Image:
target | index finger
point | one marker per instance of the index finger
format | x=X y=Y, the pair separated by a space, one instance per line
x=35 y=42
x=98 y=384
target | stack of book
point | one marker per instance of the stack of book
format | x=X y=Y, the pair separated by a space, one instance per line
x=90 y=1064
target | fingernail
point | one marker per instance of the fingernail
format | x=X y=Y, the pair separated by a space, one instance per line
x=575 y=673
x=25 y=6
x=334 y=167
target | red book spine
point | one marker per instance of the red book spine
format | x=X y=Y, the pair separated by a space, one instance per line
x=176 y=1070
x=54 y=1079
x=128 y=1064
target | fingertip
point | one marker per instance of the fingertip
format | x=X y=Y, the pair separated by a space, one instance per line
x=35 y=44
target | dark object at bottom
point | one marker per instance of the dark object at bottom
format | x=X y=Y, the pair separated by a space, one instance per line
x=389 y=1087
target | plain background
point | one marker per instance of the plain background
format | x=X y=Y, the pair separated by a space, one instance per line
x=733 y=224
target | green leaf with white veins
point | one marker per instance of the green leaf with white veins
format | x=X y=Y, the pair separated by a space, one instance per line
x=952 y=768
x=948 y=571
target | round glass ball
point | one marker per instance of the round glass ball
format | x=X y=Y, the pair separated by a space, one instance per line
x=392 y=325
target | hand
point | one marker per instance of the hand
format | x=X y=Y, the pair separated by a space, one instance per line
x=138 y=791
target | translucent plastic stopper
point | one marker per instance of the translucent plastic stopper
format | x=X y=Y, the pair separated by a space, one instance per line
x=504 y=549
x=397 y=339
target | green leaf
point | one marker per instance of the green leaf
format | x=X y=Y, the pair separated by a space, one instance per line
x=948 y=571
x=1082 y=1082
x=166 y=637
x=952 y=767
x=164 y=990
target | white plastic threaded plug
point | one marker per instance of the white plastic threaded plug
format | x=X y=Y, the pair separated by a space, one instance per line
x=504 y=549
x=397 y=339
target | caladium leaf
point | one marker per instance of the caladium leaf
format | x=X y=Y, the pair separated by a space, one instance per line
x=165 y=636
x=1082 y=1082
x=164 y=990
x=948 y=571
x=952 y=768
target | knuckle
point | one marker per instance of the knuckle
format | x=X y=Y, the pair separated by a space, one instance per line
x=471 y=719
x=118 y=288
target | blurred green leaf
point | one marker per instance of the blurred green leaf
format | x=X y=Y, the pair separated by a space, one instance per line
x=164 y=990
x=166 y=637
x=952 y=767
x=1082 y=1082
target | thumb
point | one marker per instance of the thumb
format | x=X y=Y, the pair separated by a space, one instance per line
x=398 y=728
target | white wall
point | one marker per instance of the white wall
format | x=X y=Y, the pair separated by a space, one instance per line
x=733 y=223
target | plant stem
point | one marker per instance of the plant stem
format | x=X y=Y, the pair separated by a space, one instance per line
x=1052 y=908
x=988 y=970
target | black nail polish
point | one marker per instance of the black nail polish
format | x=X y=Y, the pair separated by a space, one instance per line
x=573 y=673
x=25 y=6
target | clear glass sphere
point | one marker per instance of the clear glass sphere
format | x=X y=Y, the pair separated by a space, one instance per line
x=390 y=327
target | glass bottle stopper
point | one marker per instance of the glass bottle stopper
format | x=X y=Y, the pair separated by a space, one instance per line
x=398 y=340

━━━━━━━━━━

■ **WHAT TO PRODUCE**
Please rewrite every line of the entries above as a JSON list of strings, one string per line, leaving out any blank lines.

■ **EXERCISE RESULT**
[
  "Image:",
  "target | index finger",
  "point | one marker per instance of the index finger",
  "format | x=X y=Y, the pair separated by a space, one instance per line",
  "x=35 y=42",
  "x=98 y=384",
  "target | stack of book",
  "point | one marker per instance of the stack of book",
  "format | x=X y=Y, the pair separated by a space, one instance per line",
  "x=90 y=1064",
  "target | fingernail",
  "point | one marker per instance of the fingernail",
  "format | x=X y=Y, the pair separated by a space, one instance per line",
  "x=575 y=673",
  "x=25 y=6",
  "x=334 y=167",
  "target | red book spine",
  "point | one marker per instance of the red book spine",
  "format | x=X y=Y, the pair separated by a space, one instance per line",
  "x=176 y=1070",
  "x=54 y=1079",
  "x=128 y=1064",
  "target | fingertip",
  "point | one marker per instance of the fingertip",
  "format | x=X y=Y, the pair separated by a space, one instance per line",
  "x=35 y=44",
  "target | dark object at bottom",
  "point | one marker per instance of the dark object at bottom",
  "format | x=X y=Y, the pair separated by a space, one instance per line",
  "x=389 y=1087",
  "target | plain background",
  "point | one marker per instance of the plain background",
  "format | x=X y=Y, the pair separated by a space, one instance per line",
  "x=733 y=224",
  "target | green leaf with white veins",
  "point | one marker per instance of the green leaf with white veins",
  "format | x=X y=Y, the pair separated by a space, one instance per line",
  "x=952 y=768",
  "x=948 y=571",
  "target | round glass ball",
  "point | one marker per instance of the round glass ball",
  "format | x=X y=Y, the pair separated by a space, one instance per line",
  "x=392 y=325",
  "target | hand",
  "point | one marker per instance of the hand",
  "format | x=X y=Y, the pair separated by a space, one instance per line",
  "x=138 y=791",
  "target | translucent plastic stopper",
  "point | one marker per instance of the translucent plastic stopper",
  "format | x=X y=Y, the pair separated by a space, one instance per line",
  "x=504 y=549",
  "x=397 y=339",
  "target | green leaf",
  "point | one marker per instance of the green leaf",
  "format | x=X y=Y, the pair separated by a space, one instance per line",
  "x=948 y=571",
  "x=1082 y=1082",
  "x=166 y=637",
  "x=952 y=767",
  "x=164 y=990",
  "target | white plastic threaded plug",
  "point | one marker per instance of the white plastic threaded plug",
  "format | x=X y=Y, the pair separated by a space, one instance per line",
  "x=504 y=549",
  "x=397 y=339",
  "target | caladium leaf",
  "point | one marker per instance of the caladium leaf",
  "format | x=X y=Y, the pair separated by a space, one instance per line",
  "x=165 y=636",
  "x=1082 y=1082",
  "x=164 y=990",
  "x=948 y=571",
  "x=952 y=768",
  "target | knuckle",
  "point | one marker per instance of the knuckle",
  "format | x=X y=Y, the pair separated by a space, one instance per line",
  "x=471 y=719",
  "x=118 y=288",
  "target | blurred green leaf",
  "point | one marker per instance of the blurred green leaf",
  "format | x=X y=Y, the pair separated by a space, one instance per line",
  "x=164 y=990",
  "x=166 y=637",
  "x=952 y=767",
  "x=1082 y=1082",
  "target | thumb",
  "point | one marker per instance of the thumb",
  "format | x=X y=Y, the pair separated by a space, one instance per line",
  "x=398 y=728",
  "target | white wall",
  "point | one marker per instance of the white wall",
  "format | x=X y=Y, the pair separated by a space, one instance per line",
  "x=733 y=223",
  "target | plant stem",
  "point | one marker per instance of the plant stem",
  "format | x=X y=Y, the pair separated by a space, one instance per line",
  "x=1052 y=908",
  "x=988 y=970",
  "target | black nail polish",
  "point | one marker per instance of the black nail polish",
  "format | x=X y=Y, the pair separated by a space, one instance per line",
  "x=573 y=673",
  "x=25 y=6",
  "target | clear glass sphere",
  "point | one marker per instance of the clear glass sphere",
  "format | x=X y=Y, the pair separated by a space, one instance per line",
  "x=390 y=327",
  "target | glass bottle stopper",
  "point | one marker per instance of the glass bottle stopper",
  "format | x=X y=Y, the pair separated by a space, one instance per line",
  "x=398 y=340"
]